* [EXERCISE]:
The response should be an exact copy of every record.

Content starts

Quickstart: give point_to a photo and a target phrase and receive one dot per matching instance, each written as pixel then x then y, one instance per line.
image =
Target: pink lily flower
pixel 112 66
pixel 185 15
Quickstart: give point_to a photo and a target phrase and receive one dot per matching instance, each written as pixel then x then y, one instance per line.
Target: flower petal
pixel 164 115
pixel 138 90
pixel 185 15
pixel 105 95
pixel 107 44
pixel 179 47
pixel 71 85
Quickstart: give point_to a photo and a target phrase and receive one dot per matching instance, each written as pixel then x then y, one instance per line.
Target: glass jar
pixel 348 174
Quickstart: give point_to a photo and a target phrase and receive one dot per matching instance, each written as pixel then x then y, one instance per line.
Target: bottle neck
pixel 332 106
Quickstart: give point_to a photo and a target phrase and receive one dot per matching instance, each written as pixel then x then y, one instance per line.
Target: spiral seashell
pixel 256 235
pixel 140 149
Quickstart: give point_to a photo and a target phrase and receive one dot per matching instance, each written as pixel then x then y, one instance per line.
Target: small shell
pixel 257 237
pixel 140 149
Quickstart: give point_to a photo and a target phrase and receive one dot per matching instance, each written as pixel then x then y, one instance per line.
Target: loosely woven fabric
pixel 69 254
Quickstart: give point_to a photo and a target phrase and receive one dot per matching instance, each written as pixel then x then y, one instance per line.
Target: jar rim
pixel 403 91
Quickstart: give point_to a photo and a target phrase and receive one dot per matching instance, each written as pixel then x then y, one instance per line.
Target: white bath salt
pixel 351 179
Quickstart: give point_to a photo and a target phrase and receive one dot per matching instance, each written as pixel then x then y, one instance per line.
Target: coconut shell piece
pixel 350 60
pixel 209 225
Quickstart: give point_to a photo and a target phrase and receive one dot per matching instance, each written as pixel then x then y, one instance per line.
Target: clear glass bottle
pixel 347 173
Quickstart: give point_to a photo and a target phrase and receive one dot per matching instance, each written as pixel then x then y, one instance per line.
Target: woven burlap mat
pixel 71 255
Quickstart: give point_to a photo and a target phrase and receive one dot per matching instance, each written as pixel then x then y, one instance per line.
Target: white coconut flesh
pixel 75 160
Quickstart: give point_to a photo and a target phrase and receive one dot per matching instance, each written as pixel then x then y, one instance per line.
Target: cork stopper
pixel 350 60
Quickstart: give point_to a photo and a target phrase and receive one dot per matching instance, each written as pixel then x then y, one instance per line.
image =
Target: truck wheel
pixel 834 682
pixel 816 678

Content ends

* [SOLUTION TO THIS TASK]:
Quickstart: give point_to a photo and a target phrase and receive one dot per matching instance, each written as pixel then x then y, one instance per line.
image =
Target: pink lily flower
pixel 112 66
pixel 185 15
Quickstart: give point_to a photo and a target phrase and receive one dot per matching instance, each written as pixel then x then y, one instance per line.
Target: flower petal
pixel 164 115
pixel 138 90
pixel 185 15
pixel 105 95
pixel 107 44
pixel 179 47
pixel 71 85
Quickstart: give point_to a photo and a target phrase and receive one dot per matching instance, each written as pixel then x then y, one instance per line.
Target: glass jar
pixel 348 174
Quickstart: give point_to a photo and a target phrase and receive one dot per matching instance, each written as pixel then x then y, one instance per line.
Target: bottle neck
pixel 332 106
Quickstart: give point_to a photo and a target phrase and receive one dot per matching instance, each written as pixel then x then y, one instance per line.
Target: spiral seashell
pixel 256 235
pixel 140 149
Quickstart: give point_to a photo and a target phrase and receive one dot per matching instance, each written as pixel then x then y, one instance per line.
Target: small shell
pixel 257 237
pixel 140 149
Quickstart: give point_to a photo and a target phrase and receive one dot per matching instance, each written as pixel then x then y, one instance per line.
Target: loosely woven fabric
pixel 69 254
Quickstart: give point_to a photo and a target phrase and receive one dot per matching instance, each written as pixel then x then y, one instance per line.
Target: jar rim
pixel 403 91
Quickstart: give point_to a photo and a target phrase and receive one dot per matching instance, each written as pixel then x then y, one instance per line.
Target: white bath salt
pixel 351 179
Quickstart: give point_to a photo and a target phrase and receive one dot per matching instance, each written as pixel then x then y, one instance per line.
Target: coconut shell piece
pixel 350 60
pixel 209 225
Quickstart: give point_to a photo and a target phrase and receive one dot per matching instance, each written as pixel then x then y, one instance per line.
Target: clear glass bottle
pixel 347 173
Quickstart: give point_to a photo and a target phrase and receive one dot per matching instance, each written as pixel then x then y, one instance per line.
Target: woven burlap mat
pixel 71 255
Quickstart: give point_to a photo and a target phrase and receive one dot per matching instance, each written as pixel then x then y, one instance per line.
Target: white coconut flesh
pixel 75 160
Quickstart: give point_to a photo and a target phrase and receive one dot per matching instance, each written as pixel then x then y, one instance per line.
Target: cork stopper
pixel 350 60
Quickstart: give point_to a photo and a target phrase and receive one dot per matching instance, each written as pixel then x then y, one instance per line.
image =
Target: truck wheel
pixel 834 682
pixel 816 678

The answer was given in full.